# Action item:
Your task is to transcribe the lines from the start of the data below through the line containing "of the dune", inclusive, exactly as they stand and without the pictures.

# Extracted entries:

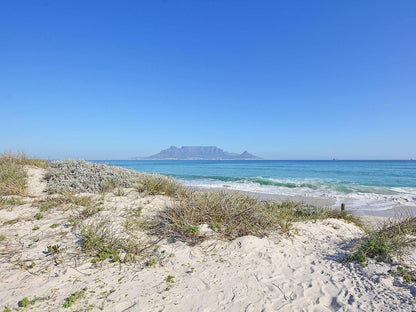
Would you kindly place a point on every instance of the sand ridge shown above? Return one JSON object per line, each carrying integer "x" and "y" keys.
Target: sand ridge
{"x": 302, "y": 272}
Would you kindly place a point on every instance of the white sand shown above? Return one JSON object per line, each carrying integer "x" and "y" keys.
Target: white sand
{"x": 298, "y": 273}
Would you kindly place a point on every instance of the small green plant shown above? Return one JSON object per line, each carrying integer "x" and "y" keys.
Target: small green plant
{"x": 11, "y": 222}
{"x": 38, "y": 216}
{"x": 153, "y": 262}
{"x": 390, "y": 241}
{"x": 24, "y": 302}
{"x": 192, "y": 229}
{"x": 408, "y": 276}
{"x": 360, "y": 256}
{"x": 216, "y": 225}
{"x": 53, "y": 249}
{"x": 74, "y": 297}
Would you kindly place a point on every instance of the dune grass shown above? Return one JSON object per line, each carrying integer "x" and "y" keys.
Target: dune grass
{"x": 389, "y": 242}
{"x": 79, "y": 176}
{"x": 13, "y": 175}
{"x": 99, "y": 241}
{"x": 233, "y": 214}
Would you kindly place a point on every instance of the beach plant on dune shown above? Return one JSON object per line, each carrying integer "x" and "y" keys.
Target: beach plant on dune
{"x": 79, "y": 176}
{"x": 13, "y": 174}
{"x": 233, "y": 214}
{"x": 101, "y": 242}
{"x": 157, "y": 184}
{"x": 389, "y": 242}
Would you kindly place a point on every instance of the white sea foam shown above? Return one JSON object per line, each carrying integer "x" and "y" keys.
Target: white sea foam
{"x": 379, "y": 200}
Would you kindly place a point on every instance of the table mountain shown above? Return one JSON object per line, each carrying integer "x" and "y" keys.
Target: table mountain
{"x": 199, "y": 153}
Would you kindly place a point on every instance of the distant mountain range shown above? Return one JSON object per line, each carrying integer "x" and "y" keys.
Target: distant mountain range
{"x": 198, "y": 153}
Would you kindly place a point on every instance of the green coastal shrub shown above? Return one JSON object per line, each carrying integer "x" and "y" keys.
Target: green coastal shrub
{"x": 79, "y": 176}
{"x": 389, "y": 242}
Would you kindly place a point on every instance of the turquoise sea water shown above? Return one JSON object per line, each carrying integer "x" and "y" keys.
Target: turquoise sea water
{"x": 379, "y": 184}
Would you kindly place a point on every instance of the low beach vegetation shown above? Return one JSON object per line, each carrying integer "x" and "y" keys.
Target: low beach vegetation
{"x": 99, "y": 241}
{"x": 74, "y": 297}
{"x": 13, "y": 174}
{"x": 85, "y": 177}
{"x": 389, "y": 242}
{"x": 233, "y": 214}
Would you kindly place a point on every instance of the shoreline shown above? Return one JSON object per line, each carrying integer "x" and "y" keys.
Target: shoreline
{"x": 323, "y": 201}
{"x": 45, "y": 265}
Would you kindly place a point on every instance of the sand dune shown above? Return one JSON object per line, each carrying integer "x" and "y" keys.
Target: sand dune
{"x": 302, "y": 272}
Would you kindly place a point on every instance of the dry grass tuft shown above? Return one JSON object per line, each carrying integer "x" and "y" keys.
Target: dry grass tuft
{"x": 13, "y": 175}
{"x": 389, "y": 242}
{"x": 231, "y": 215}
{"x": 99, "y": 241}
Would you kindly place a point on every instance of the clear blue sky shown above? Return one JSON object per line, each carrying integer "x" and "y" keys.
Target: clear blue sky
{"x": 281, "y": 79}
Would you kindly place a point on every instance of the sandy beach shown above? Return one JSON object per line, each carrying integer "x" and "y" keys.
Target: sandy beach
{"x": 302, "y": 271}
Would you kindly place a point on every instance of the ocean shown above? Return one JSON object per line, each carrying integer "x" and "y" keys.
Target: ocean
{"x": 366, "y": 186}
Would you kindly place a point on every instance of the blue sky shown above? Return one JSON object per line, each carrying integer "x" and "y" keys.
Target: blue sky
{"x": 281, "y": 79}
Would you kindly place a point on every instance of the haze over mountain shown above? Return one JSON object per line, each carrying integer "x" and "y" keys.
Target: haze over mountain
{"x": 198, "y": 153}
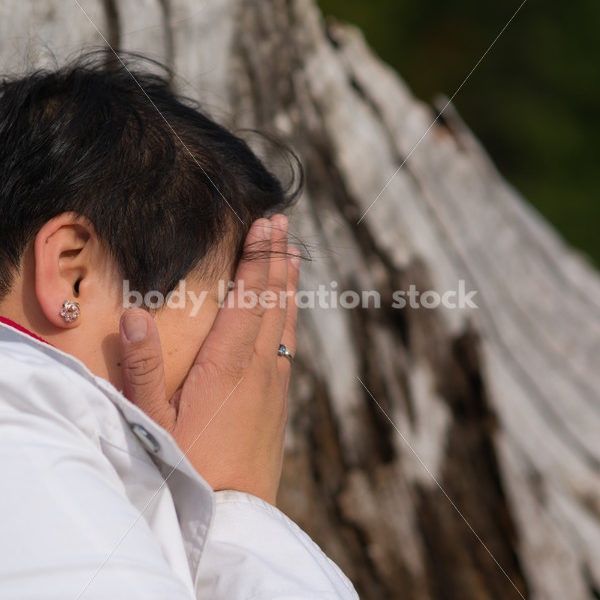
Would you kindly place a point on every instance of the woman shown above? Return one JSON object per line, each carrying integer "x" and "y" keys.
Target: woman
{"x": 141, "y": 453}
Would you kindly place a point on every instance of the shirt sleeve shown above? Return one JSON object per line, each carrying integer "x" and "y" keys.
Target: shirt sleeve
{"x": 67, "y": 528}
{"x": 255, "y": 552}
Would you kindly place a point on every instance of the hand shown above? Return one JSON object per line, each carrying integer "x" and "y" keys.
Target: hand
{"x": 230, "y": 414}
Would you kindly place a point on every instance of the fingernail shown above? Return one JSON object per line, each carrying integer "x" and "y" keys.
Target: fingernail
{"x": 135, "y": 327}
{"x": 282, "y": 222}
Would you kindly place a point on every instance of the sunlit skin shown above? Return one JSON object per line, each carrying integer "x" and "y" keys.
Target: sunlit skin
{"x": 67, "y": 251}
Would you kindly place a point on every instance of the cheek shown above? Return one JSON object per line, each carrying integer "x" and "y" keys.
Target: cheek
{"x": 181, "y": 343}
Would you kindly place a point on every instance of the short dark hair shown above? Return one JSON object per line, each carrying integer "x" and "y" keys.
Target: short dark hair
{"x": 163, "y": 184}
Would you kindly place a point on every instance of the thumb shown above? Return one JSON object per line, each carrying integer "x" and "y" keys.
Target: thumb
{"x": 142, "y": 366}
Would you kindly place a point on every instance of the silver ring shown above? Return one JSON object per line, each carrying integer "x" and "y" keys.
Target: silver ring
{"x": 283, "y": 351}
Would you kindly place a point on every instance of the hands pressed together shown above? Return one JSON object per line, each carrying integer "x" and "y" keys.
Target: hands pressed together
{"x": 230, "y": 414}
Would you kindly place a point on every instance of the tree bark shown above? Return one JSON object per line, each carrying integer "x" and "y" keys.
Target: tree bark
{"x": 432, "y": 453}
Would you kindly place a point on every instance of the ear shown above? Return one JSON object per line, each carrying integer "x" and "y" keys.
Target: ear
{"x": 63, "y": 263}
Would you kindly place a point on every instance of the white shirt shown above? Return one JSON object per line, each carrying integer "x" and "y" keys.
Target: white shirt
{"x": 99, "y": 502}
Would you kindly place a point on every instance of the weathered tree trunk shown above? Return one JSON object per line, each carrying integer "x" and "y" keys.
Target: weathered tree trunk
{"x": 432, "y": 453}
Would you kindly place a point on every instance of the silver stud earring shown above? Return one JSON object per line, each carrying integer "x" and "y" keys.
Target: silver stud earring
{"x": 69, "y": 311}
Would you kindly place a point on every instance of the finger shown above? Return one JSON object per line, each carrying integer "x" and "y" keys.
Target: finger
{"x": 291, "y": 318}
{"x": 142, "y": 366}
{"x": 231, "y": 340}
{"x": 271, "y": 328}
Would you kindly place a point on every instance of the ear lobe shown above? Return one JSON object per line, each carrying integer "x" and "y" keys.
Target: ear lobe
{"x": 60, "y": 267}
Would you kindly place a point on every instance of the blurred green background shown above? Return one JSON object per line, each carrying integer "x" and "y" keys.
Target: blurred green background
{"x": 533, "y": 101}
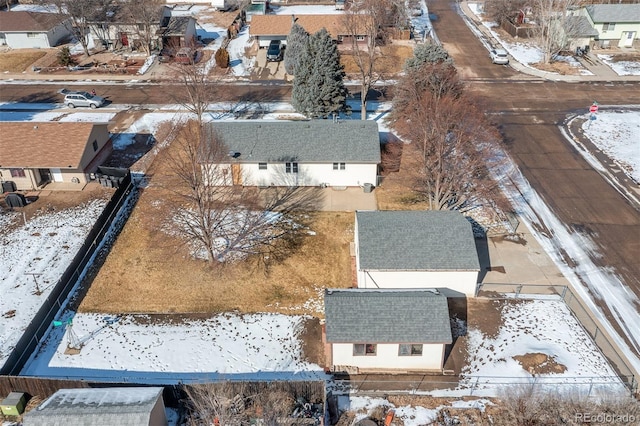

# Task response:
Would you kindly place a point on every instance of the sand ridge shown above? Return one JSON object per line, each carrying integer "x" and "y" keys.
Target: sand ridge
{"x": 302, "y": 272}
Would you kindly place a point on every instance of the white sand shown above? Return one JSON object per line, each carrying integer "x" and "y" keys.
Target: white sand
{"x": 298, "y": 273}
Would you kindly place a point on every instance of the small green plant shown above? Return one JSON object per line, each carrying integer "x" and "y" keys.
Target: small green plant
{"x": 11, "y": 222}
{"x": 38, "y": 216}
{"x": 153, "y": 262}
{"x": 390, "y": 241}
{"x": 24, "y": 302}
{"x": 192, "y": 229}
{"x": 408, "y": 276}
{"x": 360, "y": 256}
{"x": 216, "y": 225}
{"x": 53, "y": 249}
{"x": 74, "y": 297}
Would you kindly place a point on every instance of the dune grass shown above? Return one JSON object per line, each carrying integer "x" and "y" keys.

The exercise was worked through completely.